>>>>>

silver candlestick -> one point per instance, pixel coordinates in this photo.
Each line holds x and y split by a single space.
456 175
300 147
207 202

<<<<<

◆ Problem to solve
Copy out every one of the items above line for line, without changing a single character.

◆ Task result
silver candlestick -> one point per instance, pixel coordinates in this photo.
Each line holds x and y split by a single space.
456 175
300 147
207 202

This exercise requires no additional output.